__TASK INSTRUCTIONS__:
1. In the morbid jokes, what reason does the mother cow give for naming the first calf Rose?
2. From the morbid jokes, copy the passage from "There are five" to "talking to me." word for word.

__DOCUMENT EXCERPT__:
****************************************

Morbid jokes

Morbid Jokes

There are five cows on a farm, one mamma cow and four baby calves. The first baby walks up to the mom and asks, "Momma, why is my name Rose?" The mommy cow replies, "Well honey, a rose petal fell on your head when you were born." The next calf comes up and asks, "Momma, why is my name Lily?" The mother replies, "Because honey, a lily petal fell on your head when you were born." The third baby comes up and asks, "Momma, why is my name Daisy?" The momma cow again replieds" Well, when you were born a daisy petal fell on your head." The final baby walks over and says, "Huh Ruh Buh Duh!" The momma cow says, "Shut up, Cinderblock!"

The other day, my wife asked me to pass her lipstick but I accidentally passed her a glue stick. She still isn't talking to me.

"I had a great day today." "Why?" "Because Allison was frustrated at her calculator and started banging it on the side of the table and the teacher screamed, 'Allison how would you like it if I banged you on the table?'"

A father is listening to his daughter say her prayers before bed. The daughter says "God bless Mummy and God Bless Daddy and God bless Grandma and good bye Grandad." The father says, "Good bye Grandad? Why is that?" The daughter says, "Just because I felt like it." The next day, Grandad drops dead. The father can't believe the coincidence, but decided not to question it. That night, he listens to the daughter's prayers again. She says, "God bless Mummy and God bless Daddy and goodbye Grandma." The father is shocked again and asks his daughter why, but she says again, "Just because I felt like it." The next day, the Grandma drops dead and now the Father is getting worried but doesn't know what to do, so he tries to forget about it. That night, he listens to his daughter again and she says, "God bless Mummy and goodbye Daddy." The father is now terrified and goes to work the next day sweating, cancels all of his meetings, and hides in his office for the whole day. He doesn't go home and stays there until midnight. He's very surprised. 'I've cheated death!' he thinks to himself, then rushes home. His wife asks, "Where have you been?!" and the husband says, "Oh don't ask me any questions, today's been miserable." The wife replies, "Your days been miserable? Well, listen to my day! Firstly, the milk man drops dead on the porch..."

****************************************

__LISTED ENTRIES__:

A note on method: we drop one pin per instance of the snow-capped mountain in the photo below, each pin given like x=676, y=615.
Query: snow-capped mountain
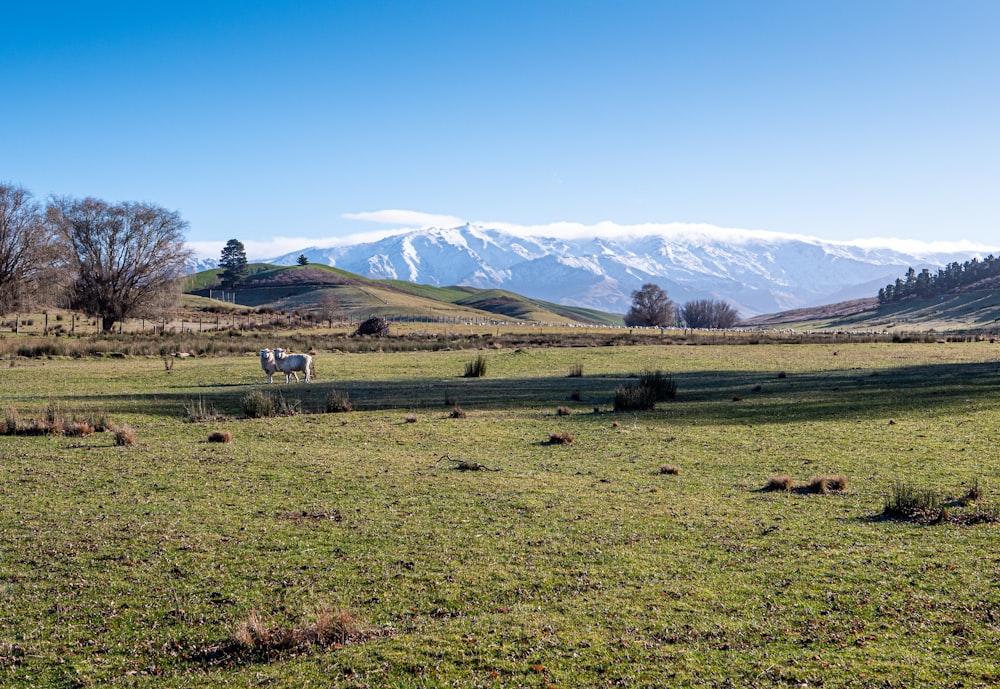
x=756, y=272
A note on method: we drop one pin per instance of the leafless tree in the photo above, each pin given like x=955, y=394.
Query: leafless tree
x=708, y=313
x=126, y=259
x=29, y=259
x=650, y=307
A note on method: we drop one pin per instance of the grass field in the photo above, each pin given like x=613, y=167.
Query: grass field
x=178, y=562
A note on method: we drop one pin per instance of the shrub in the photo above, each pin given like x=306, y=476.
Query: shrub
x=907, y=502
x=337, y=401
x=376, y=325
x=781, y=482
x=634, y=398
x=662, y=384
x=220, y=437
x=476, y=368
x=125, y=436
x=829, y=483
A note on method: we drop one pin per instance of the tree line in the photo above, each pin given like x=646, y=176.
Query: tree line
x=652, y=307
x=111, y=261
x=926, y=284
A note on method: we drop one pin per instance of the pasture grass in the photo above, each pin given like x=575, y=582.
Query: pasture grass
x=178, y=562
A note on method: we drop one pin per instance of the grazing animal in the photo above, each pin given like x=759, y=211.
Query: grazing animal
x=268, y=363
x=290, y=363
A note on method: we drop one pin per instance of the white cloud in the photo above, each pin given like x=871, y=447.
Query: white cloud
x=404, y=218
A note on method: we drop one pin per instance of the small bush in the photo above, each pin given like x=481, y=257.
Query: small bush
x=662, y=384
x=829, y=483
x=908, y=502
x=125, y=436
x=337, y=402
x=634, y=398
x=781, y=482
x=476, y=368
x=376, y=326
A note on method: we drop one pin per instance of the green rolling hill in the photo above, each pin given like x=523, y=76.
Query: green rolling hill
x=314, y=287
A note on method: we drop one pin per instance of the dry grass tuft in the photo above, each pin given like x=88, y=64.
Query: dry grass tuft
x=125, y=436
x=220, y=437
x=780, y=482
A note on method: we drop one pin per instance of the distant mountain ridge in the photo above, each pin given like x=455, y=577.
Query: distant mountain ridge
x=756, y=272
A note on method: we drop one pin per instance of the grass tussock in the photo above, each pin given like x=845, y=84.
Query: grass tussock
x=476, y=368
x=200, y=410
x=259, y=404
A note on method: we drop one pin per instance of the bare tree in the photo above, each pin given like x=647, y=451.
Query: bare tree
x=29, y=258
x=650, y=307
x=127, y=259
x=708, y=313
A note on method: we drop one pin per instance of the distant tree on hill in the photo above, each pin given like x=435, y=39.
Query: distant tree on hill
x=951, y=278
x=708, y=313
x=125, y=259
x=234, y=263
x=29, y=258
x=651, y=307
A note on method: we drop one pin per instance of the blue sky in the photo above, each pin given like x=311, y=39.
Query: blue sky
x=310, y=120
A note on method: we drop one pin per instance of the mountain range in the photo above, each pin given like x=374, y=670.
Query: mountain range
x=756, y=272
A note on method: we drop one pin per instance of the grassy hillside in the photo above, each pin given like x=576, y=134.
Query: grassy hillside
x=643, y=553
x=977, y=310
x=302, y=288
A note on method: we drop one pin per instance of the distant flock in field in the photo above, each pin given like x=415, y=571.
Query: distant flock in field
x=280, y=361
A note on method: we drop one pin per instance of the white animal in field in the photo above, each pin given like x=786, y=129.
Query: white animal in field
x=290, y=363
x=268, y=363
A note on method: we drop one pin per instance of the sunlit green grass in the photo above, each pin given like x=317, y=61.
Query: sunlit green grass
x=573, y=565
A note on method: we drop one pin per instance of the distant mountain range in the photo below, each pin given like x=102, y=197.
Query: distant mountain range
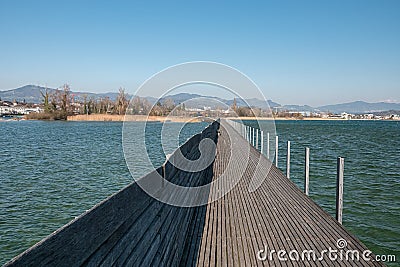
x=31, y=94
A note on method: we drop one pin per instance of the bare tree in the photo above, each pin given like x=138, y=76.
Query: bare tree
x=122, y=101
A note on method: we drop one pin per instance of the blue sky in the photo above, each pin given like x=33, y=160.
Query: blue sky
x=297, y=52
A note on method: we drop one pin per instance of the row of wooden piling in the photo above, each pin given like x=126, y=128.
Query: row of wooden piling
x=254, y=135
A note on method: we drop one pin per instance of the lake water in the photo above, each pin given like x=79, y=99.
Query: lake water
x=51, y=172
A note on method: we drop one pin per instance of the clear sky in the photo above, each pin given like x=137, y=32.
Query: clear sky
x=298, y=52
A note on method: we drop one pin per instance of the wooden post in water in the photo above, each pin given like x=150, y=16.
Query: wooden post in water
x=339, y=189
x=257, y=138
x=288, y=160
x=307, y=171
x=262, y=142
x=267, y=145
x=252, y=136
x=276, y=151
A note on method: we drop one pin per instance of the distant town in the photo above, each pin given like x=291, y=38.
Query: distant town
x=58, y=104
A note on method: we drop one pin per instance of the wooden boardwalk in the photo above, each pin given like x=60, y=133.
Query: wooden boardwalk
x=133, y=229
x=277, y=216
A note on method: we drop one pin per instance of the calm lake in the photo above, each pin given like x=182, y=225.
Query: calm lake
x=51, y=172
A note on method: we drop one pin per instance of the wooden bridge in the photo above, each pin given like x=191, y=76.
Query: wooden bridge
x=240, y=229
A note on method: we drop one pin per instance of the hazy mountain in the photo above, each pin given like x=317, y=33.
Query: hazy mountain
x=31, y=94
x=360, y=107
x=306, y=108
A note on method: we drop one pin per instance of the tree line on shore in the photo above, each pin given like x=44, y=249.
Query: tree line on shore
x=61, y=103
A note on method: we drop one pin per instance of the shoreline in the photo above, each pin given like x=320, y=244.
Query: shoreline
x=143, y=118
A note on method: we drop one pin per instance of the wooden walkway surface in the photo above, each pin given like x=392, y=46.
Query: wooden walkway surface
x=130, y=228
x=277, y=216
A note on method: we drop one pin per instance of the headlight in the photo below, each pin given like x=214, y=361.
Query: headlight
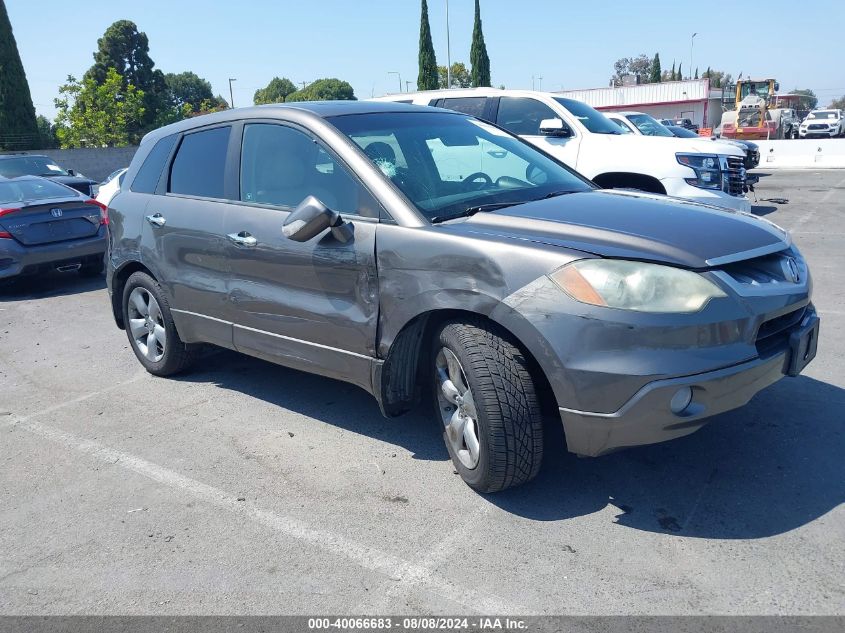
x=636, y=286
x=708, y=174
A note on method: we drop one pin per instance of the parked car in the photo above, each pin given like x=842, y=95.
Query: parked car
x=45, y=225
x=590, y=143
x=417, y=252
x=751, y=149
x=822, y=124
x=110, y=186
x=14, y=165
x=686, y=123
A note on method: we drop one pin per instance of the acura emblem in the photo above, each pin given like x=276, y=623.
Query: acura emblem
x=790, y=270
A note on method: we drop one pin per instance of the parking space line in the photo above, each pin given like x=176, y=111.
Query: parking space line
x=394, y=567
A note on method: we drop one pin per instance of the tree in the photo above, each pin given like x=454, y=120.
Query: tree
x=275, y=92
x=427, y=74
x=324, y=90
x=98, y=115
x=187, y=88
x=461, y=77
x=127, y=50
x=480, y=75
x=808, y=100
x=17, y=114
x=656, y=72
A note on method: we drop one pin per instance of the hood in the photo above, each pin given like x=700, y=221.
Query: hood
x=637, y=226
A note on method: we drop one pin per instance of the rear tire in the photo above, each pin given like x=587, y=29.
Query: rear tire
x=496, y=406
x=150, y=327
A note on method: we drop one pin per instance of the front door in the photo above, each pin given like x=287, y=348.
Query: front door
x=311, y=305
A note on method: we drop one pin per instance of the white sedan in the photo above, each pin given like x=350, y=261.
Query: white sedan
x=822, y=124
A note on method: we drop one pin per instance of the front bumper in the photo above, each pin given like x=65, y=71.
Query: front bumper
x=678, y=188
x=17, y=259
x=647, y=417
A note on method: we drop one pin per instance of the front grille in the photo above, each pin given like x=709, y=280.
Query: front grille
x=773, y=334
x=733, y=178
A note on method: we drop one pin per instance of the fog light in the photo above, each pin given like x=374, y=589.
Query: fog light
x=680, y=400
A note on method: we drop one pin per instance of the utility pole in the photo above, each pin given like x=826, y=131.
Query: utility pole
x=448, y=51
x=692, y=41
x=231, y=94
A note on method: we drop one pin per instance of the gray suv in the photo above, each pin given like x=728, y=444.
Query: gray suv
x=425, y=255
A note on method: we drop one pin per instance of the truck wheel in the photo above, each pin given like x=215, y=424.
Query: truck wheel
x=488, y=406
x=150, y=328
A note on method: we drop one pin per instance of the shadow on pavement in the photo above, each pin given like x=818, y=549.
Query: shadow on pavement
x=762, y=470
x=52, y=284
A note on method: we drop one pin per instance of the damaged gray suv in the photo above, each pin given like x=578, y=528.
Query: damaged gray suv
x=427, y=256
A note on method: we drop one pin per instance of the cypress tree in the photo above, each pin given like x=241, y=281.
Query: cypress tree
x=17, y=114
x=427, y=77
x=655, y=69
x=480, y=75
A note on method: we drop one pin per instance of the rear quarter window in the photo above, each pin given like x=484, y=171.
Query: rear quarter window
x=148, y=175
x=200, y=164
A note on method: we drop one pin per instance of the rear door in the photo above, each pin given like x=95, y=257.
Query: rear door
x=182, y=234
x=311, y=305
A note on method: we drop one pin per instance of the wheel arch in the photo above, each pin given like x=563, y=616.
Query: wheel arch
x=621, y=179
x=118, y=283
x=401, y=378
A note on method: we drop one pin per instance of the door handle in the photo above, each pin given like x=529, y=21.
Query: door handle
x=242, y=239
x=156, y=220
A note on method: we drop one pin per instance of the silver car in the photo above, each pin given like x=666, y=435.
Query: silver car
x=427, y=256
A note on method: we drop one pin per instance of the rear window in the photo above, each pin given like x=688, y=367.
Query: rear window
x=200, y=164
x=147, y=177
x=23, y=191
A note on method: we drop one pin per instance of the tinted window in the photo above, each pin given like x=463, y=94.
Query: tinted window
x=473, y=106
x=147, y=177
x=200, y=164
x=283, y=166
x=522, y=116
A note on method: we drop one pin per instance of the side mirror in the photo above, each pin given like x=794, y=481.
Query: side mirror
x=311, y=218
x=555, y=127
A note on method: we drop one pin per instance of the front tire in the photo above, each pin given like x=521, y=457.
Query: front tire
x=488, y=405
x=150, y=328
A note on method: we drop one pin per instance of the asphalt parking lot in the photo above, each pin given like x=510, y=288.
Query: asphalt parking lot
x=244, y=487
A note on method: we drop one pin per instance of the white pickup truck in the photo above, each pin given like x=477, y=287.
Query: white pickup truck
x=590, y=143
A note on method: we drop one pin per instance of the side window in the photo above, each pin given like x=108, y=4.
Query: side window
x=282, y=166
x=474, y=106
x=147, y=177
x=200, y=164
x=522, y=116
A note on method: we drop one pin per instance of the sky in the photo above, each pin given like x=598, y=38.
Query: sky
x=567, y=44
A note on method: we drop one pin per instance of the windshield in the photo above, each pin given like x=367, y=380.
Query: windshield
x=589, y=117
x=648, y=125
x=447, y=164
x=30, y=166
x=19, y=192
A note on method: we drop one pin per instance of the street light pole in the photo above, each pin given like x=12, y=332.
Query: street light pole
x=692, y=41
x=231, y=94
x=448, y=51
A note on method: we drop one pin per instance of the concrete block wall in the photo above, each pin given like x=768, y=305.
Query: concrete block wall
x=94, y=162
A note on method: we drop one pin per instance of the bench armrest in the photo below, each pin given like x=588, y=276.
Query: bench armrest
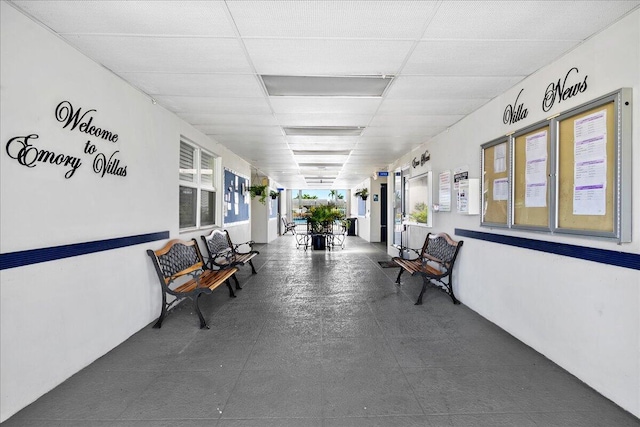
x=250, y=243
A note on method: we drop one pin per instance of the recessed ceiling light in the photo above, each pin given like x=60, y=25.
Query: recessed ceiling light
x=324, y=130
x=346, y=86
x=321, y=152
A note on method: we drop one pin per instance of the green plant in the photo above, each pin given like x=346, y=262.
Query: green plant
x=323, y=214
x=363, y=193
x=419, y=213
x=259, y=191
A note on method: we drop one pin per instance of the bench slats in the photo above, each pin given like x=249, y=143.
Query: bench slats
x=439, y=249
x=181, y=259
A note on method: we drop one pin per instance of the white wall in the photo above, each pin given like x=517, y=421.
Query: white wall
x=57, y=317
x=582, y=315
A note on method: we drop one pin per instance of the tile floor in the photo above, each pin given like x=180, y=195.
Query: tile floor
x=323, y=339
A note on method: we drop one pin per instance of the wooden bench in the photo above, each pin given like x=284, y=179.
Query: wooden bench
x=180, y=262
x=288, y=226
x=223, y=253
x=434, y=263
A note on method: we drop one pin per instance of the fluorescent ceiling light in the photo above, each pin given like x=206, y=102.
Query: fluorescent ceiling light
x=356, y=86
x=320, y=165
x=324, y=130
x=321, y=152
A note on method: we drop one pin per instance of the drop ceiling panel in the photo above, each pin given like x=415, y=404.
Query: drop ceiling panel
x=326, y=57
x=230, y=119
x=197, y=84
x=430, y=106
x=306, y=119
x=210, y=105
x=133, y=17
x=524, y=20
x=450, y=87
x=416, y=120
x=252, y=140
x=243, y=130
x=478, y=58
x=422, y=134
x=164, y=54
x=318, y=105
x=332, y=19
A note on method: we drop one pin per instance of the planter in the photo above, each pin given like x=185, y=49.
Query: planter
x=319, y=242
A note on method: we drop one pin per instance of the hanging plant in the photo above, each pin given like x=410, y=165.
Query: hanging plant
x=259, y=191
x=363, y=193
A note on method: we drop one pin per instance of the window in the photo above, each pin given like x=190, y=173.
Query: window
x=197, y=189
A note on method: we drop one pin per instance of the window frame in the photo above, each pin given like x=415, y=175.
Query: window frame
x=199, y=185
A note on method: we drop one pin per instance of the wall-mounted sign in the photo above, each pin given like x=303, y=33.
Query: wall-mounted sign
x=424, y=158
x=561, y=92
x=514, y=112
x=24, y=150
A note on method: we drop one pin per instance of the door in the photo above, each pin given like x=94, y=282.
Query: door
x=383, y=212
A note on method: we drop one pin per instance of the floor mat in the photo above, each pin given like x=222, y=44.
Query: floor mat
x=387, y=264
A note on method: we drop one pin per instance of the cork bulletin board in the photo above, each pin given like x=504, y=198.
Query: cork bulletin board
x=531, y=183
x=495, y=183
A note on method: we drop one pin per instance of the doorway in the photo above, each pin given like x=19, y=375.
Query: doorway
x=383, y=213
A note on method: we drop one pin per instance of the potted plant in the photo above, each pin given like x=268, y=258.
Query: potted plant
x=319, y=220
x=363, y=193
x=259, y=191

****************************************

__ANSWERS TO THE TASKS__:
1. A rose petal fell on the calf's head when it was born.

2.
There are five cows on a farm, one mamma cow and four baby calves. The first baby walks up to the mom and asks, "Momma, why is my name Rose?" The mommy cow replies, "Well honey, a rose petal fell on your head when you were born." The next calf comes up and asks, "Momma, why is my name Lily?" The mother replies, "Because honey, a lily petal fell on your head when you were born." The third baby comes up and asks, "Momma, why is my name Daisy?" The momma cow again replieds" Well, when you were born a daisy petal fell on your head." The final baby walks over and says, "Huh Ruh Buh Duh!" The momma cow says, "Shut up, Cinderblock!"

The other day, my wife asked me to pass her lipstick but I accidentally passed her a glue stick. She still isn't talking to me.